Collected data:
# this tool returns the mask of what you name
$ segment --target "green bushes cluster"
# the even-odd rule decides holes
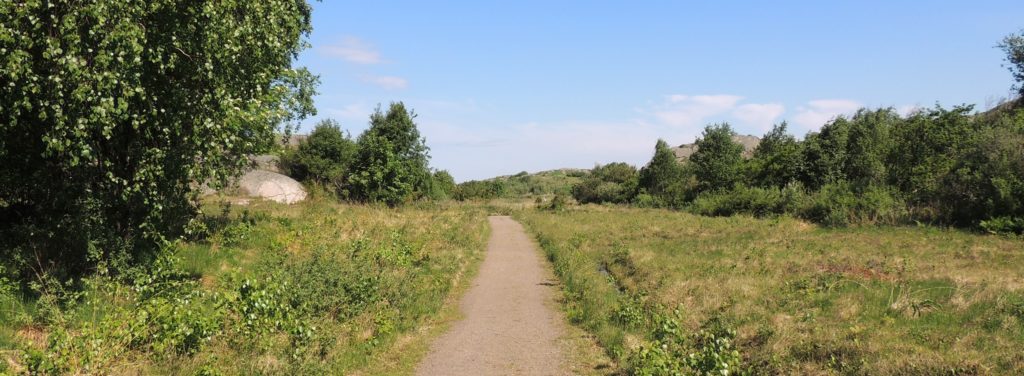
[[[295,150],[284,153],[282,164],[288,175],[328,187],[342,199],[395,206],[449,198],[455,181],[447,171],[431,171],[415,118],[401,102],[387,112],[377,108],[356,140],[336,121],[321,121]]]
[[[598,165],[583,181],[572,187],[572,197],[581,204],[628,203],[639,184],[636,167],[626,163]]]
[[[588,173],[583,170],[554,170],[530,174],[526,171],[511,176],[488,180],[471,180],[459,184],[455,198],[464,200],[490,200],[496,198],[526,198],[571,195],[573,186]]]
[[[1020,81],[1024,36],[1000,47]],[[750,159],[728,124],[713,124],[679,163],[662,140],[636,184],[603,178],[574,188],[577,201],[628,202],[713,216],[789,214],[832,226],[910,221],[1021,233],[1024,222],[1024,108],[986,113],[936,106],[901,116],[892,108],[839,116],[803,140],[785,122]],[[611,164],[628,170],[622,164]]]
[[[918,221],[1020,233],[1024,110],[971,111],[937,107],[901,117],[862,109],[802,141],[782,123],[747,160],[729,126],[712,125],[688,161],[676,161],[659,141],[635,186],[600,180],[598,166],[574,192],[582,203],[710,216],[788,214],[830,226]]]

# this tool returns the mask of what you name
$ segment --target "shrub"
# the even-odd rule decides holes
[[[551,202],[548,203],[548,205],[544,209],[551,211],[562,211],[565,210],[567,206],[569,206],[569,200],[567,200],[565,196],[555,195],[555,197],[551,199]]]
[[[1024,217],[998,217],[981,221],[981,228],[991,234],[1024,234]]]
[[[638,186],[647,194],[668,202],[679,196],[680,188],[687,181],[687,173],[668,143],[658,140],[654,145],[654,157],[638,175]]]
[[[690,156],[698,191],[731,189],[740,182],[743,145],[733,141],[735,135],[727,123],[704,128],[697,140],[697,151]]]
[[[827,184],[813,193],[797,216],[826,226],[898,224],[907,219],[907,206],[889,188],[871,186],[860,195],[847,183]]]
[[[446,200],[455,195],[455,178],[447,170],[434,171],[430,185],[430,198]]]
[[[658,199],[647,192],[640,193],[633,198],[633,206],[638,208],[657,208],[661,207],[662,204]]]
[[[377,108],[370,115],[349,177],[353,198],[394,206],[429,193],[429,149],[415,118],[401,102],[391,103],[387,113]]]
[[[785,213],[791,209],[787,204],[780,189],[741,186],[729,191],[703,193],[688,209],[694,214],[707,216],[742,213],[762,217]]]
[[[345,179],[355,155],[356,143],[337,121],[325,119],[295,151],[285,153],[281,162],[289,176],[326,185],[344,197]]]
[[[756,187],[781,188],[797,179],[803,163],[801,144],[786,133],[782,122],[764,135],[750,160],[751,184]]]
[[[455,188],[455,199],[459,201],[472,199],[493,199],[505,195],[505,183],[498,180],[471,180],[459,184]]]
[[[572,196],[581,204],[626,203],[636,192],[636,168],[625,163],[598,165],[583,182],[572,187]]]

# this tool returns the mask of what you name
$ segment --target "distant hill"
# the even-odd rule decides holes
[[[503,182],[507,197],[543,196],[569,194],[572,186],[583,181],[583,177],[589,173],[590,170],[580,168],[560,168],[532,174],[523,171],[488,180]]]
[[[562,168],[532,174],[523,171],[515,175],[467,181],[459,184],[456,198],[462,200],[569,195],[572,187],[583,181],[589,173],[590,171],[585,169]]]
[[[743,145],[743,157],[750,158],[754,155],[754,149],[761,143],[761,139],[757,136],[751,135],[735,135],[732,140]],[[672,149],[676,153],[676,159],[685,161],[690,158],[693,153],[697,152],[697,144],[682,144],[677,148]]]

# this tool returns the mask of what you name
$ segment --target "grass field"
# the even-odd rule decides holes
[[[1020,239],[600,206],[516,216],[570,320],[632,373],[1024,373]]]
[[[0,374],[406,373],[488,233],[482,209],[446,204],[205,209],[208,236],[134,278],[0,302]]]

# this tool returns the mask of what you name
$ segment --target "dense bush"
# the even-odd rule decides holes
[[[572,188],[589,175],[587,170],[551,170],[530,174],[526,171],[488,180],[471,180],[455,188],[458,200],[529,198],[570,195]]]
[[[196,182],[312,112],[309,31],[304,0],[4,2],[0,258],[26,278],[150,259]]]
[[[763,217],[791,213],[804,205],[805,196],[803,187],[798,183],[781,189],[739,186],[729,191],[702,193],[688,210],[707,216],[749,214]]]
[[[731,189],[743,178],[743,145],[733,141],[736,134],[729,124],[704,128],[697,139],[697,151],[690,156],[697,190],[708,192]]]
[[[692,191],[692,175],[669,148],[668,143],[658,140],[654,145],[654,157],[638,176],[638,195],[648,195],[654,206],[681,207]],[[647,201],[645,197],[645,201]]]
[[[434,171],[431,177],[430,198],[435,200],[450,199],[455,196],[455,178],[447,170]]]
[[[754,149],[748,169],[755,187],[782,188],[797,180],[800,173],[802,144],[786,133],[786,122],[769,131]]]
[[[430,192],[429,149],[415,118],[401,102],[370,115],[348,179],[353,198],[398,205]]]
[[[505,182],[499,180],[472,180],[459,184],[455,189],[455,199],[493,199],[505,195]]]
[[[636,167],[626,163],[598,165],[572,188],[572,197],[581,204],[628,203],[636,194],[638,184]]]
[[[344,197],[356,151],[356,143],[341,130],[340,124],[326,119],[295,150],[286,151],[281,162],[289,176],[331,187]]]
[[[815,191],[796,214],[828,226],[899,224],[907,219],[907,206],[889,188],[871,186],[858,194],[840,182]]]

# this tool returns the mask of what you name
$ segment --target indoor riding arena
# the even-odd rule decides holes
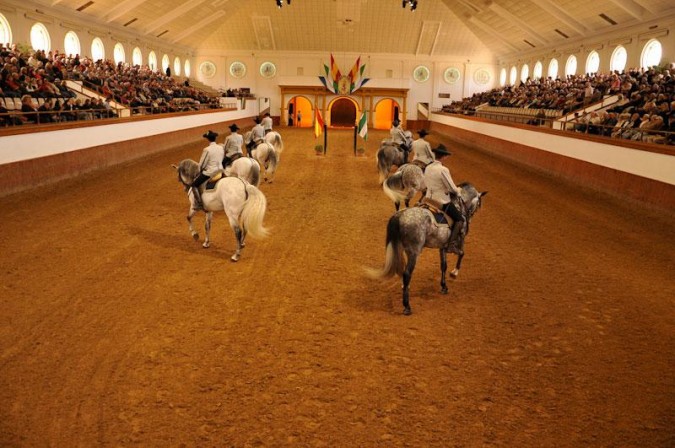
[[[454,143],[488,191],[460,275],[426,249],[404,316],[371,131],[282,128],[269,236],[188,233],[194,143],[0,199],[0,445],[673,443],[675,219]],[[203,214],[195,221],[203,239]],[[454,256],[449,256],[454,265]]]

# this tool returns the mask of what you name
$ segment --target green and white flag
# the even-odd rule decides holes
[[[368,140],[368,115],[364,110],[359,119],[359,135],[364,140]]]

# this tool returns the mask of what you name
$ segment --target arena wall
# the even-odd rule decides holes
[[[221,134],[220,141],[229,134],[227,126],[236,122],[241,128],[250,127],[256,114],[257,104],[251,101],[237,111],[154,115],[0,134],[0,196],[191,144],[209,129]]]
[[[479,118],[432,114],[431,129],[452,141],[590,188],[675,210],[675,149]]]

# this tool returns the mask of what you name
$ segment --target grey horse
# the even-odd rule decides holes
[[[403,314],[412,313],[410,309],[410,279],[417,263],[417,257],[425,247],[438,248],[441,255],[441,293],[448,293],[445,282],[447,270],[447,252],[457,254],[457,265],[450,273],[453,278],[459,275],[464,257],[464,237],[469,231],[469,222],[480,209],[482,197],[487,194],[478,192],[470,183],[458,185],[460,196],[455,198],[465,217],[464,228],[458,241],[450,240],[451,226],[437,224],[434,214],[425,207],[411,207],[396,212],[387,224],[387,241],[384,266],[381,269],[367,269],[373,278],[399,275],[403,279]]]
[[[412,145],[412,132],[405,131],[406,145],[408,148]],[[389,177],[392,166],[401,166],[405,163],[403,160],[403,151],[398,149],[394,143],[387,139],[383,140],[380,149],[377,150],[377,171],[380,175],[380,183]]]
[[[427,189],[424,184],[424,171],[418,165],[406,163],[394,174],[382,182],[382,190],[394,202],[396,211],[401,207],[401,201],[410,207],[410,201],[418,191]]]

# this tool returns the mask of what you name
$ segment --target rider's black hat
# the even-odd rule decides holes
[[[417,131],[417,133],[420,135],[420,137],[426,137],[427,135],[429,135],[429,131],[427,131],[426,129],[420,129],[419,131]]]
[[[443,143],[439,144],[437,147],[432,149],[432,151],[437,156],[451,156],[452,155],[452,153],[450,151],[448,151],[448,148],[446,148]]]
[[[204,137],[205,139],[207,139],[210,142],[215,142],[216,137],[218,137],[218,133],[213,132],[213,131],[209,131],[206,134],[202,135],[202,137]]]
[[[230,131],[236,132],[236,131],[238,131],[238,130],[239,130],[239,126],[237,126],[237,123],[232,123],[232,124],[230,125]]]
[[[401,122],[398,120],[398,118],[395,118],[391,124],[393,124],[394,126],[398,126],[399,124],[401,124]]]
[[[262,119],[260,117],[253,117],[253,121],[255,121],[256,123],[260,123]]]

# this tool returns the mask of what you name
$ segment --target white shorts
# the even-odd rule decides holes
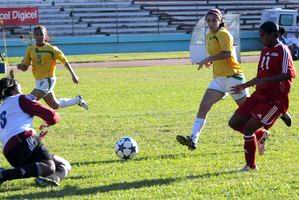
[[[212,82],[208,86],[208,89],[220,91],[224,95],[229,93],[232,96],[232,98],[236,101],[242,99],[243,97],[249,96],[248,88],[241,91],[239,94],[233,94],[231,92],[231,87],[245,82],[246,80],[244,74],[236,74],[229,77],[216,77],[212,80]]]
[[[54,90],[55,83],[55,77],[36,80],[35,89],[43,91],[45,94],[48,94]]]

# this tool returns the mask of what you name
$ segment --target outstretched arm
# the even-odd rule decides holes
[[[37,101],[28,99],[25,95],[20,96],[19,105],[25,113],[31,116],[40,117],[48,126],[56,124],[60,119],[58,113],[55,110],[46,108]]]
[[[240,93],[242,90],[251,87],[251,86],[255,86],[255,85],[259,85],[259,84],[265,84],[265,83],[272,83],[272,82],[280,82],[283,80],[290,80],[292,77],[289,74],[285,74],[285,73],[281,73],[278,74],[276,76],[272,76],[272,77],[266,77],[266,78],[253,78],[250,81],[247,81],[246,83],[240,84],[240,85],[236,85],[232,87],[232,91],[234,93]]]
[[[72,76],[72,79],[73,79],[73,82],[74,83],[79,83],[79,77],[76,75],[76,73],[74,72],[74,70],[73,70],[73,68],[72,68],[72,66],[70,65],[70,63],[65,63],[65,65],[64,65],[66,68],[67,68],[67,70],[70,72],[70,74],[71,74],[71,76]]]

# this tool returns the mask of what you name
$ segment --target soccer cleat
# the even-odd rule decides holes
[[[241,170],[240,172],[249,172],[249,171],[256,171],[258,170],[258,167],[255,166],[255,167],[249,167],[248,165],[245,165]]]
[[[187,146],[189,150],[193,151],[196,149],[196,144],[192,141],[190,136],[177,135],[176,140],[183,146]]]
[[[35,183],[41,187],[48,187],[48,186],[51,186],[51,187],[56,187],[56,186],[59,186],[59,182],[53,180],[52,178],[48,178],[48,177],[37,177],[35,179]]]
[[[269,138],[269,132],[267,130],[264,130],[263,136],[257,140],[257,147],[258,147],[258,151],[259,151],[259,155],[264,155],[265,153],[265,142],[266,140]]]
[[[282,119],[282,121],[285,123],[285,125],[287,125],[288,127],[290,127],[292,125],[292,117],[289,113],[285,112],[280,116],[280,119]]]
[[[81,95],[77,96],[79,98],[79,103],[78,105],[82,108],[84,108],[85,110],[88,110],[88,104],[87,102],[83,99],[83,97]]]

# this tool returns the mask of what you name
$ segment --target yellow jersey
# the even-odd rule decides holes
[[[55,76],[56,60],[59,60],[62,64],[68,62],[62,51],[56,46],[46,43],[42,47],[29,46],[22,64],[32,65],[33,76],[36,80],[39,80]]]
[[[220,28],[216,33],[209,32],[206,35],[207,52],[210,56],[219,54],[222,51],[231,52],[232,56],[221,60],[213,60],[213,75],[232,76],[242,73],[241,66],[233,55],[234,41],[232,35],[225,29]]]

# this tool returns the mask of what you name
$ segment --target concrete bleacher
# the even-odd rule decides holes
[[[190,32],[208,9],[241,14],[241,29],[256,30],[261,11],[299,8],[299,0],[1,0],[0,7],[37,6],[52,36]],[[32,30],[6,27],[8,37]]]
[[[39,22],[52,36],[177,32],[177,25],[161,21],[131,0],[11,0],[0,3],[3,5],[37,6]],[[31,29],[22,26],[12,32],[22,34]]]
[[[299,8],[298,0],[133,0],[133,3],[187,32],[190,32],[198,19],[211,8],[218,8],[225,13],[240,14],[242,30],[258,29],[261,11],[264,9]]]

• **Instructions to follow**
Looking at the entries above, copy out every line in which "green" occurs.

• **Answer**
$ segment --target "green bushes cluster"
$ segment --target green and white flag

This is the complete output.